It was around noon on Tuesday, Feb. 10, that I checked my cell phone messages after participating in an intense executive seminar all morning. One of the messages was from Corey Ealons, director of African American media during President Obama's transition, who still works in a similar role at the White House.
Corey was asking me to call him immediately. The urgency in his voice befuddled me. After all, this was the White House calling.
When I reached him, I immediately knew the conversation would be intense. He was asking why I had said the Black Press was treated as "window dressing" at President Obama's first press conference the night before. I knew I had made the remark in a private conversation with three of my Black Press colleagues, but I couldn't figure out how Corey knew it.
Finally, he said, "Hazel, you don't know?"
"Know what, Corey?!" I paced the sidewalk outside the Marvin Center at George Washington University where my seminar had taken place.
He continued, "You don't know about this article in the Washington Times this morning quoting you as saying the Black Press was treated as 'nothing more than window dressing' at last night's press conference?"
Then, I remembered, a Washington Times reporter had approached me and asked me my name as I sat down on the front row in front of the podium where President Obama was about to speak. Thinking little of it, I gave him my name; then waited for the President's first press conference to begin.
The East Room of the White House was a familiar setting to me. I'd been there many times over the past eight years, covering events of the Bush Administration. Unfortunately, by the end of the press conference, still sitting on the front row with my unasked and unanswered question on my reporter's pad, there was something else that was all too familiar. Not one member of the Black Press was called upon for a question.

* _Problem_
Using the press conference account, say whether each statement agrees with it. Answer yes or no, and quote the deciding words. (a) The urgent call came from the White House press secretary. (b) The "window dressing" remark was made in a private conversation with three colleagues. (c) A member of the Black Press was called on for a question at the press conference. None of the rows are needed here.

* _Dataset records_
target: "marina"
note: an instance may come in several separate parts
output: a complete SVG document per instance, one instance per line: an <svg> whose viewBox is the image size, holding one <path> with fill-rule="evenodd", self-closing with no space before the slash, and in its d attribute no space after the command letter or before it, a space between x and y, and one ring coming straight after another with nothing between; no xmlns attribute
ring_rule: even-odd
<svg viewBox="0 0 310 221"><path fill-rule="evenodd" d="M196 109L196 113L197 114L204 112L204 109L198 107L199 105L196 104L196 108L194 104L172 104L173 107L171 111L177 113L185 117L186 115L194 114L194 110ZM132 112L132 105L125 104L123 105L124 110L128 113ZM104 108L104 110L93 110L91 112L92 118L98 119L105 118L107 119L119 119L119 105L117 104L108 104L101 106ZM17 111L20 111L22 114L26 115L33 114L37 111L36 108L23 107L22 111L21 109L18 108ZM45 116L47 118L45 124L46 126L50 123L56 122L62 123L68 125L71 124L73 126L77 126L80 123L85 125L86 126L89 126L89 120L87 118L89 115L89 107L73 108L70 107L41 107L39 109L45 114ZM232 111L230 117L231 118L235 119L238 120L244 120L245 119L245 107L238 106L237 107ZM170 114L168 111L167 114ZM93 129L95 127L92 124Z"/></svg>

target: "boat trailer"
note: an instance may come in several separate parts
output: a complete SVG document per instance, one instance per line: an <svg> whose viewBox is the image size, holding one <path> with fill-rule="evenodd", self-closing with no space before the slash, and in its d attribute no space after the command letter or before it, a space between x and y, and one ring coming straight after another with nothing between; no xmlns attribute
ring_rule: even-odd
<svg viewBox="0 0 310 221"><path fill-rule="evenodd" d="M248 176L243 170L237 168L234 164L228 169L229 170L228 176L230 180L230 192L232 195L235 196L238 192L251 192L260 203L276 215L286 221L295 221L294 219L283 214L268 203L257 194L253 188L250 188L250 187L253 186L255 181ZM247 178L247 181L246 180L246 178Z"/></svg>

* _Response to this exercise_
(a) No: "director of African American media during President Obama's transition"
(b) Yes: "I had made the remark in a private conversation with three of my Black Press colleagues"
(c) No: "Not one member of the Black Press was called upon for a question."